***** QUOTED PASSAGE

UPDATED Nov. 3: Information, compassion and Narcan are the tools local authorities are using to combat the continuing scourge of opioid overdose in Arlington. The town has been in the forefront of regarding the situation as a medical issue, rather than a criminal one, for nearly a decade.
With fewer overdoses but more than twice the fatalities this year so far compared to all of last year, efforts to improve the situation continue, including an educational seminar held Oct. 27 at Arlington Catholic High School. and another one set for Nov. 3 at the community center.
At the latter event, attendees will be able to take home a free dose of the nasal spray Narcan, a trade name for naloxone -- one of the best single remedies currently known to quickly reverse an overdose, although further medical assistance, usually in a hospital, is still needed.

**********

PROBLEMS TO SOLVE:
[1] Copy the Arlington opioid article from "With fewer overdoses" to "the community center.", swapping in "forum" wherever "seminar" appears.
[2] Resume the Arlington opioid article after its final sentence and carry it forward.
The lines after this text are not needed.

***** PROVIDED MATERIAL

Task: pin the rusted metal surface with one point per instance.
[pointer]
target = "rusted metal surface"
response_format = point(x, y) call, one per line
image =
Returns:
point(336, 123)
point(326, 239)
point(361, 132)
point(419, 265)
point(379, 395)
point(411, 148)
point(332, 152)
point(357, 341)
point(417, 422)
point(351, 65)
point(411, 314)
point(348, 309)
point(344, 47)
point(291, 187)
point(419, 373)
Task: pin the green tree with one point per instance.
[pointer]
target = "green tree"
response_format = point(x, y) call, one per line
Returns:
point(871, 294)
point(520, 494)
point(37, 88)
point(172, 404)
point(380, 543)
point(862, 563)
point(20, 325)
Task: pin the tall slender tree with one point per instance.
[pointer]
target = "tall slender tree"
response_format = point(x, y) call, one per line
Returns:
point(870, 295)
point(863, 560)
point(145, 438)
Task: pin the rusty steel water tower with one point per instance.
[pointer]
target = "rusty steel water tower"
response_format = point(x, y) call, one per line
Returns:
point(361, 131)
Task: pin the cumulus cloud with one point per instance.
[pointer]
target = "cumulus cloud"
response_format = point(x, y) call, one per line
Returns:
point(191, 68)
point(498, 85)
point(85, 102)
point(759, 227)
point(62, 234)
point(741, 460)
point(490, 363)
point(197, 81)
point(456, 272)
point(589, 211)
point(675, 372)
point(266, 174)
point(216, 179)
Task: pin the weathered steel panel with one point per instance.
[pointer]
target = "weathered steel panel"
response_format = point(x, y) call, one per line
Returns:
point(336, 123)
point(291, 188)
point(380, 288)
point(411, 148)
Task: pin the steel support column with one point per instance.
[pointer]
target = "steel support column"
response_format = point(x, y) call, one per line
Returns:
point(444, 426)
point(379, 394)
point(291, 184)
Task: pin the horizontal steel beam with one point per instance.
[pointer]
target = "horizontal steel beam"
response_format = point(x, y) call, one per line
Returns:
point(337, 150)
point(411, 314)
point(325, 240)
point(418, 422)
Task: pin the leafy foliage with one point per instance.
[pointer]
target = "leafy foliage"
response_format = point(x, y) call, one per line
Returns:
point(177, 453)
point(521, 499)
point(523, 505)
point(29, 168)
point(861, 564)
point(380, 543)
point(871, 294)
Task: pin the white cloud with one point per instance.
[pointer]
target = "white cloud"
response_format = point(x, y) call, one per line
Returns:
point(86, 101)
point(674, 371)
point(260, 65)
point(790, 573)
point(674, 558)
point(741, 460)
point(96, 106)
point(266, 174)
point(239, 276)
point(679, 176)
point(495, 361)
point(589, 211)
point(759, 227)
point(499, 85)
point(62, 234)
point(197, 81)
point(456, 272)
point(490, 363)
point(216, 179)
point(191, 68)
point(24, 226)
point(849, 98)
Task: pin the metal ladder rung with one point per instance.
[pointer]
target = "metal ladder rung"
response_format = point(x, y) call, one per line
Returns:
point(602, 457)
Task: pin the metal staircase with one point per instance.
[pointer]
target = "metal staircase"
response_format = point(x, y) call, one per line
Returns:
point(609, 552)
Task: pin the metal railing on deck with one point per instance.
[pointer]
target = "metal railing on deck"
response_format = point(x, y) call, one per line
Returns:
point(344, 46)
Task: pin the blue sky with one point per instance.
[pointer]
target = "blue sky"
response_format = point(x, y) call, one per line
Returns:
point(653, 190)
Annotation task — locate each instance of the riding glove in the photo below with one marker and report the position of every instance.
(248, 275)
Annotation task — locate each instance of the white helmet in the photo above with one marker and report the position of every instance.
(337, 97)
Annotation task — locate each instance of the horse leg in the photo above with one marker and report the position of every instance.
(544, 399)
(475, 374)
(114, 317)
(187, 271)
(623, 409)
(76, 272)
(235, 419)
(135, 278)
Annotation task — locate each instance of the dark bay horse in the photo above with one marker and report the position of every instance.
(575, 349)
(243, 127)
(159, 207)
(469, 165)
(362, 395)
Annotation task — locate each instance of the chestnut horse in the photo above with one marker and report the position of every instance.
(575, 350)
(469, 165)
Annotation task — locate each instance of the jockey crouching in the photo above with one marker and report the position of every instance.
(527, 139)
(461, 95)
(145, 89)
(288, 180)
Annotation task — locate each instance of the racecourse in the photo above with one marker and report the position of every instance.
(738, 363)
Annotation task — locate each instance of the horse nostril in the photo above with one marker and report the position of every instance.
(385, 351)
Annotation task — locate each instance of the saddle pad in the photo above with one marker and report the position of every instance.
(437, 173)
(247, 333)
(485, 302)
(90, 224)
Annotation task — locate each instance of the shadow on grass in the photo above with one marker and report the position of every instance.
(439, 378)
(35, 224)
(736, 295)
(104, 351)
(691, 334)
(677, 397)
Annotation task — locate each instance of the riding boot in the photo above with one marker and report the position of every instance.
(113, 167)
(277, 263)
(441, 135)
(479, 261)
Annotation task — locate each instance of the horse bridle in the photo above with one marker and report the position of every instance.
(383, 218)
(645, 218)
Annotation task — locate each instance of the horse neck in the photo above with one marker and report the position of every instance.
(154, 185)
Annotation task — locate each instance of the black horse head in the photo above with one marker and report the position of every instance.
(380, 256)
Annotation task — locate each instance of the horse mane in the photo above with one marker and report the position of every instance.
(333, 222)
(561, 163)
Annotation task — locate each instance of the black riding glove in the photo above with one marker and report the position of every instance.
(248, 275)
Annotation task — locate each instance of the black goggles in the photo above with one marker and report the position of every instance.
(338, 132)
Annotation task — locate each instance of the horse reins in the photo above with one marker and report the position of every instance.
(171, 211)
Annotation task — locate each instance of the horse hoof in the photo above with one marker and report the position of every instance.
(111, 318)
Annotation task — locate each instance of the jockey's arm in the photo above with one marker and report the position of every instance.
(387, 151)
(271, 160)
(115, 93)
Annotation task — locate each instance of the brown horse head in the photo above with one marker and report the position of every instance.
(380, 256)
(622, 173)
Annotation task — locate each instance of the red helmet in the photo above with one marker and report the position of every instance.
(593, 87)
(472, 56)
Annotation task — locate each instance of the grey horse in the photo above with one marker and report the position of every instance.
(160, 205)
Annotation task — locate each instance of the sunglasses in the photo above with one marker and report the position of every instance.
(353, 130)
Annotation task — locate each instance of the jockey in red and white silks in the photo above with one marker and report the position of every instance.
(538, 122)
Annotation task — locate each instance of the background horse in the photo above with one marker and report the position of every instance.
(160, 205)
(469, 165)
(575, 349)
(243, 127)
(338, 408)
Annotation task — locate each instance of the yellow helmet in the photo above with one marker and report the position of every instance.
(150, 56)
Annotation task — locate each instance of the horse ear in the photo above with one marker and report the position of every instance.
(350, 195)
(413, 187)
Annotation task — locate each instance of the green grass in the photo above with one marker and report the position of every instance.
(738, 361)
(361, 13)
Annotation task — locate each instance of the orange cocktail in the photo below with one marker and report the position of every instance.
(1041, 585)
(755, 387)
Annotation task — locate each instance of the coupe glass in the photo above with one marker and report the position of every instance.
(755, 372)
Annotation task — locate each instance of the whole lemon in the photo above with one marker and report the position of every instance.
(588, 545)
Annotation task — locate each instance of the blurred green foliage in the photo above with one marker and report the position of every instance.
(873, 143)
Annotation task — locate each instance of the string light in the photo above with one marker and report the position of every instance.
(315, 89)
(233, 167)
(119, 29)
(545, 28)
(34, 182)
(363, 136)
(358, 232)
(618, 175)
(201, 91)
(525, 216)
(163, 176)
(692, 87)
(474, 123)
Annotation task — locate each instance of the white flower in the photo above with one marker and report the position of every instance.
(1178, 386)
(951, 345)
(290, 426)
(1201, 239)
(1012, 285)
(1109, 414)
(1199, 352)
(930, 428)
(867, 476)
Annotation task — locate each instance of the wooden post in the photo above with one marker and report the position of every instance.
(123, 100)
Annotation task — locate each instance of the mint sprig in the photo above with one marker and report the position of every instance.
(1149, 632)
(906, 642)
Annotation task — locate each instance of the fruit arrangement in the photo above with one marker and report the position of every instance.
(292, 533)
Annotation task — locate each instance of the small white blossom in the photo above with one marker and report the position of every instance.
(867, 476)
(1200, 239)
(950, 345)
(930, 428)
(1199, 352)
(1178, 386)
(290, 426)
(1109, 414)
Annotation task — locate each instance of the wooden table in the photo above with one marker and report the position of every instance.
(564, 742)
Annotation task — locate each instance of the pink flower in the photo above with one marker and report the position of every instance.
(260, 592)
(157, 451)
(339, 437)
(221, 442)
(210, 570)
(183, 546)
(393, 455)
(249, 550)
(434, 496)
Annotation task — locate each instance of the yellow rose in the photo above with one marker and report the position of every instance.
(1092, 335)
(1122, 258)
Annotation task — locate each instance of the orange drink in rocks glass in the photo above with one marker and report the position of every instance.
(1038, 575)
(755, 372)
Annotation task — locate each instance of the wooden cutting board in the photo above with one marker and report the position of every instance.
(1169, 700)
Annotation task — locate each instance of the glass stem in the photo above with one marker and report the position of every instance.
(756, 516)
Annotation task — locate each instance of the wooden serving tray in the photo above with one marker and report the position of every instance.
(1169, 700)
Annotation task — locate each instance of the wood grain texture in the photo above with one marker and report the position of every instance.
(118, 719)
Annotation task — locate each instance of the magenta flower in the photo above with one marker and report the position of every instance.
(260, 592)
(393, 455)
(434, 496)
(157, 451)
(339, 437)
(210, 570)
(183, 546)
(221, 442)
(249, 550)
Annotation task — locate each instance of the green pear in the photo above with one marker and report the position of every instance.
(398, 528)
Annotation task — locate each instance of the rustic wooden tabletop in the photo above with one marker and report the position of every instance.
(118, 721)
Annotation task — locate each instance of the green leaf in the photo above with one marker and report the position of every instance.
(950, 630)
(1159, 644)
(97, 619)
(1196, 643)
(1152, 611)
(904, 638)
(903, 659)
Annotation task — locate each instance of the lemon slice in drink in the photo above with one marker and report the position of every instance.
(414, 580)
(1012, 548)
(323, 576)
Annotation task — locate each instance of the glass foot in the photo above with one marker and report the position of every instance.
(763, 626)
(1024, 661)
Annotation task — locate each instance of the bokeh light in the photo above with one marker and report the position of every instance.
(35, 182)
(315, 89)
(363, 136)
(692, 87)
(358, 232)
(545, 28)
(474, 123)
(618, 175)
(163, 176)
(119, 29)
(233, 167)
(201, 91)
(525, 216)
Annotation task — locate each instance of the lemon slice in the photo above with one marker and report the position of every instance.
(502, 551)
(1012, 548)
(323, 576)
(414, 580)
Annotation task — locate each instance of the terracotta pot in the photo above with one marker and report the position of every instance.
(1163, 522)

**********

EXPECTED RESULTS:
[1]
With fewer overdoses but more than twice the fatalities this year so far compared to all of last year, efforts to improve the situation continue, including an educational forum held Oct. 27 at Arlington Catholic High School. and another one set for Nov. 3 at the community center.

[2]
Current Arlington numbers
Figures provided last week by the Arlington Police Department, based on known local rescue efforts, show 32 overdoses in 2021, two of them fatal, and 19 this year as of Sept. 30 -- five of them fatal. Over that nearly two-year span, 78 percent were male, 22 percent female and the age range is 18 to 66, with the average age of 36, according to updated APD statistics.
“Unfortunately, the opiate crisis continues to affect those struggling with addiction across the country, and in Arlington as well,” wrote Capt. Richard Flynn of the APD in response to a YourArlington email query. “We continue to provide services through our Arlington Opiate Outreach Initiative.”
“Narcan education and availability is one of the key concepts to help in this crisis,” he continued. “With that, we recognize the need to continue to provide opportunities to meet with the community, educate them about the signs of overdose, how to respond and how to properly administer Narcan.”
The APD’s approach also includes the following, according to materials provided by Flynn:
- Talking to those who have a relationship with the person using substances;
- Requesting a meeting to assess needs;
- Offering assistance to get into treatment, including a search of open beds at detoxification centers and offering transportation; and
- Offering naloxone to the person using substances and also to their relatives, friends and housemates.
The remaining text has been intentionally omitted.